Please report each line of the material below that contains the string "chainsaw", copying every such line in full.

· · · · · · ·

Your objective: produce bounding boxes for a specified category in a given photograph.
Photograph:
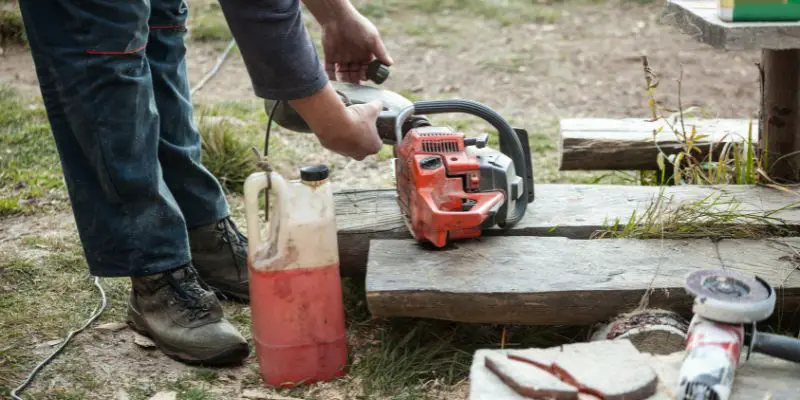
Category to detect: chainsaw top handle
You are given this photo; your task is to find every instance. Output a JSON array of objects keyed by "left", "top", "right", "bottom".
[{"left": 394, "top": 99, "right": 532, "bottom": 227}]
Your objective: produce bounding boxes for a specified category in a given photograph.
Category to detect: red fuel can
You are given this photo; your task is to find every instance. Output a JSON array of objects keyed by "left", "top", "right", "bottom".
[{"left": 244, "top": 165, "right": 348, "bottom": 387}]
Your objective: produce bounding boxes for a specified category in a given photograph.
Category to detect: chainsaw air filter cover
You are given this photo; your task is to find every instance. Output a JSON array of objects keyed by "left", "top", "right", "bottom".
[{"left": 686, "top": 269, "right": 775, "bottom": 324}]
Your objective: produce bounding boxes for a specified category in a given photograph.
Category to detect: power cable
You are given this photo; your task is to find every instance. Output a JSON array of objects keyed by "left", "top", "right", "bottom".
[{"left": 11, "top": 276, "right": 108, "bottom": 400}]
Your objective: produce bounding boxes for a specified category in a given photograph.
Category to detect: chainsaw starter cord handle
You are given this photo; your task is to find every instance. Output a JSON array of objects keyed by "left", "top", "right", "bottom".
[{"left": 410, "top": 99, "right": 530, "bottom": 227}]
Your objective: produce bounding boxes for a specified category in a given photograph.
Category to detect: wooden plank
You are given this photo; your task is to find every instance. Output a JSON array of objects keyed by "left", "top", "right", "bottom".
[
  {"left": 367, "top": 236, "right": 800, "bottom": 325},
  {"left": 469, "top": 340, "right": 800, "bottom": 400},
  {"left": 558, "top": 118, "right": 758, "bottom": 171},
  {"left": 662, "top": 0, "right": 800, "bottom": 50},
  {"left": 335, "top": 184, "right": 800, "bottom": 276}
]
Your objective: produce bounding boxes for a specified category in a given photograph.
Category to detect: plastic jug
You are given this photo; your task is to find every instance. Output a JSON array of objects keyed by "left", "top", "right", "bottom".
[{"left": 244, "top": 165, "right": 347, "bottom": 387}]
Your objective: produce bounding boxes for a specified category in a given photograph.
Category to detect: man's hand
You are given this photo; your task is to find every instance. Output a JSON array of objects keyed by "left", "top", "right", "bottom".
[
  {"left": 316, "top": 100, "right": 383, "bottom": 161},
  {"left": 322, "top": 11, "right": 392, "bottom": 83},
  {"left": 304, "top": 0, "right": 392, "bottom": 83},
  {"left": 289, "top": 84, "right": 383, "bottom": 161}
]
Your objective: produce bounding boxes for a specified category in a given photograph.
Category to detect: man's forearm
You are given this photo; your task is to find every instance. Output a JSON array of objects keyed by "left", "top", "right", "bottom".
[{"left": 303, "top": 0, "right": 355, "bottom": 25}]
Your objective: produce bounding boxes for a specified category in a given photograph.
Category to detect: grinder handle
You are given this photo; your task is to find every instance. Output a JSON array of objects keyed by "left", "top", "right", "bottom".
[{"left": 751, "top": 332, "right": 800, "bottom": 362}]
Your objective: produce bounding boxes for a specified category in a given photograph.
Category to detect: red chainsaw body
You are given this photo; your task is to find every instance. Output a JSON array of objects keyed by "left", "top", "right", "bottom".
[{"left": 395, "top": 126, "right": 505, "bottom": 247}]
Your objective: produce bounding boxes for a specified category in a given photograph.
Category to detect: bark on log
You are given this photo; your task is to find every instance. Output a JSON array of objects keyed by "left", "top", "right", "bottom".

· · · · · · ·

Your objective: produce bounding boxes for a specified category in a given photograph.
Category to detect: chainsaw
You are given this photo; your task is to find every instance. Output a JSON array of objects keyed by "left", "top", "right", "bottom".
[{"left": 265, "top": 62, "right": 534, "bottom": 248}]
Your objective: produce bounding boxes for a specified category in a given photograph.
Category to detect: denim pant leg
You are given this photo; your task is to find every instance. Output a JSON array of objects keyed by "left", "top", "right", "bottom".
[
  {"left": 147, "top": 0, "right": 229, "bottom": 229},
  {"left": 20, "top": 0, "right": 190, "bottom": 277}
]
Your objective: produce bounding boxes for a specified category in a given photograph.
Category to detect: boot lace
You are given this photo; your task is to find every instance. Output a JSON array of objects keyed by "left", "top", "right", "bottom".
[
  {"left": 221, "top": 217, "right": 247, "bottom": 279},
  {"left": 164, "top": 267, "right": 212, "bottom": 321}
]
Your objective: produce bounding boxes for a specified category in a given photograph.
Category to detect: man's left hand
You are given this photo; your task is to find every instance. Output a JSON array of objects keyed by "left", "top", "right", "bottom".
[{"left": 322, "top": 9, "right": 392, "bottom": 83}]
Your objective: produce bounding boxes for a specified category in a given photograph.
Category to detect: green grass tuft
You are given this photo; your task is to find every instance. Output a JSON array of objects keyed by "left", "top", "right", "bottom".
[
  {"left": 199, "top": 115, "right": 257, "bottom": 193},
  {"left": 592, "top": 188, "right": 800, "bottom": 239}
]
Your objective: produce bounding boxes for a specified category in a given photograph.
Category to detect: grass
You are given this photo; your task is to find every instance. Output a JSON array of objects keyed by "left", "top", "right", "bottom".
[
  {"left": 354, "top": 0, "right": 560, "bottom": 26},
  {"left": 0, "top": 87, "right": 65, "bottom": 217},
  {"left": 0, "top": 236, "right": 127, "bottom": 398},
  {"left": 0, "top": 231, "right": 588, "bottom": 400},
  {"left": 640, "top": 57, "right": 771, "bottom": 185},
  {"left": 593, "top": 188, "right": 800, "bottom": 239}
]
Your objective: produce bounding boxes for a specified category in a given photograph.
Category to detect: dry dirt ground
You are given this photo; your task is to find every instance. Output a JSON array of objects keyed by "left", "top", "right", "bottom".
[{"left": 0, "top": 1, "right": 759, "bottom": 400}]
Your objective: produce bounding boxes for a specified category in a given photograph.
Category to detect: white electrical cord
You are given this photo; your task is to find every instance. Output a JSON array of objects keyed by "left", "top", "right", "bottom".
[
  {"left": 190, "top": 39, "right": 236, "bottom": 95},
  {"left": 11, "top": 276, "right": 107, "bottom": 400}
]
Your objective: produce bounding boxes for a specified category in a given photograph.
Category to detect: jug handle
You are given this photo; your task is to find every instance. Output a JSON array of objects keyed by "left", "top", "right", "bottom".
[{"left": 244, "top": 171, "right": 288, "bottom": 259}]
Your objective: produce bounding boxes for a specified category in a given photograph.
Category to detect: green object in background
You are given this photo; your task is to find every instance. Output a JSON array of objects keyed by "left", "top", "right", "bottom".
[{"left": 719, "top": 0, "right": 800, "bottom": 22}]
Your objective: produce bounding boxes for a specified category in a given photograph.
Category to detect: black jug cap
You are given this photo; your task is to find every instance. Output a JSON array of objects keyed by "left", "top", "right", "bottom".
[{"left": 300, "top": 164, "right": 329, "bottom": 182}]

· · · · · · ·

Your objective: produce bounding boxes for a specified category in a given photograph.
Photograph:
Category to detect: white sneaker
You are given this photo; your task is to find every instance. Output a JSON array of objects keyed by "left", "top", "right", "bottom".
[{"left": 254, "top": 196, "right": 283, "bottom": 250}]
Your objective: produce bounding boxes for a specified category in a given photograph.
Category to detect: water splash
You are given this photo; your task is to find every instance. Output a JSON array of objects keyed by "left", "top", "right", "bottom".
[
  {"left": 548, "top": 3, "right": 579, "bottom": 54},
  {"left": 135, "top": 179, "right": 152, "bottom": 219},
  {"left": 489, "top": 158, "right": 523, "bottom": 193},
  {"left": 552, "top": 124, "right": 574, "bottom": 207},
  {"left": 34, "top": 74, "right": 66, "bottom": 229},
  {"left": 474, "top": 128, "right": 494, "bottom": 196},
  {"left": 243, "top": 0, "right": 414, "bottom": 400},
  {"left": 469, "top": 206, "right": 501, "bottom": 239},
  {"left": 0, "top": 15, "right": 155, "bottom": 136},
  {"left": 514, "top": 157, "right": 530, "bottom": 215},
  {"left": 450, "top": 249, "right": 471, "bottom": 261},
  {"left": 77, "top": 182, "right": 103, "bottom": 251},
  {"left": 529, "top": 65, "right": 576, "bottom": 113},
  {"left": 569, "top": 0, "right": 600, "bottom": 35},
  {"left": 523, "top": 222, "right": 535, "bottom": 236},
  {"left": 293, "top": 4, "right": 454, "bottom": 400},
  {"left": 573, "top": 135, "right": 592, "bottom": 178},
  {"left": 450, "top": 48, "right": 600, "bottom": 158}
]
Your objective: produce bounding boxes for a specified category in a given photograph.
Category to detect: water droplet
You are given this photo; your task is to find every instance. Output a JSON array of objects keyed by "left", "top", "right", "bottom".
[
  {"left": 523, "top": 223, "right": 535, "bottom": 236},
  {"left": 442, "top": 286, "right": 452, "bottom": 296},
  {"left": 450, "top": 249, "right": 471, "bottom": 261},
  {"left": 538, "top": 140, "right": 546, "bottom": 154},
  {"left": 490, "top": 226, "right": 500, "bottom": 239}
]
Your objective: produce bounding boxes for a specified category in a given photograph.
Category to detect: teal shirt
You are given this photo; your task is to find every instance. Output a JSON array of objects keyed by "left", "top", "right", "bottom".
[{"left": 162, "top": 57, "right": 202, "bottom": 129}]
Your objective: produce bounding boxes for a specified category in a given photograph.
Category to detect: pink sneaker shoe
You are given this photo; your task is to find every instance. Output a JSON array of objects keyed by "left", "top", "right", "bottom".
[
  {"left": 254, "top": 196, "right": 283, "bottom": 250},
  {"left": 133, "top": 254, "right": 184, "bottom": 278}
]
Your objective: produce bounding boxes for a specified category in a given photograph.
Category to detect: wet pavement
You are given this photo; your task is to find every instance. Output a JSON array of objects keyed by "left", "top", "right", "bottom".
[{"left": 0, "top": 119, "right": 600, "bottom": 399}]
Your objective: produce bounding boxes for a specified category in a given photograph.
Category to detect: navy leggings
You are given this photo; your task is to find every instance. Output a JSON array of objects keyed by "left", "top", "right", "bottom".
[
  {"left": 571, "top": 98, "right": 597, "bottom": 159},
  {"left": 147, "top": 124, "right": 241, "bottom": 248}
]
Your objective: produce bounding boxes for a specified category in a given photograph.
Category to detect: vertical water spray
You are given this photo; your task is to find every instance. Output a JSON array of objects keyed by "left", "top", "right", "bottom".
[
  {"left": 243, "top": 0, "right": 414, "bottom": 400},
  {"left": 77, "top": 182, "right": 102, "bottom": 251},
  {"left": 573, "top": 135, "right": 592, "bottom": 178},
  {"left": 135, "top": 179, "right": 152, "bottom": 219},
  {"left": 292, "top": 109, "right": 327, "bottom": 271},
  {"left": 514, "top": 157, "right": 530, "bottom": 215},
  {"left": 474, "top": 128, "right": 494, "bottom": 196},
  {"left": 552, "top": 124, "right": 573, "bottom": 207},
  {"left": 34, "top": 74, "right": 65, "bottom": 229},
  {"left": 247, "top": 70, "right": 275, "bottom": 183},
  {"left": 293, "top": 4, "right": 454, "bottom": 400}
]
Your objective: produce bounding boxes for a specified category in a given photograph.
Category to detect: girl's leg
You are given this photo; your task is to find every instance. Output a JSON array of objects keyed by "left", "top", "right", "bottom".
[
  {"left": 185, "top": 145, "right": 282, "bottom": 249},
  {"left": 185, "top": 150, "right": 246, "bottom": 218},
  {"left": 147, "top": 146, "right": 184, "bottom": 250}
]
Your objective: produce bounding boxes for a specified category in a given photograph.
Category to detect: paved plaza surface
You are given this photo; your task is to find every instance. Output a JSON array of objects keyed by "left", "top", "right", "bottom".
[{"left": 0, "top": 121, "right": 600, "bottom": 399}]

· · · · · · ·

SOLUTION BELOW:
Category to detect: chainsaw top handle
Category to detect: chainsaw air filter cover
Category to detect: chainsaw starter cord handle
Category to detect: red chainsaw body
Category to detect: chainsaw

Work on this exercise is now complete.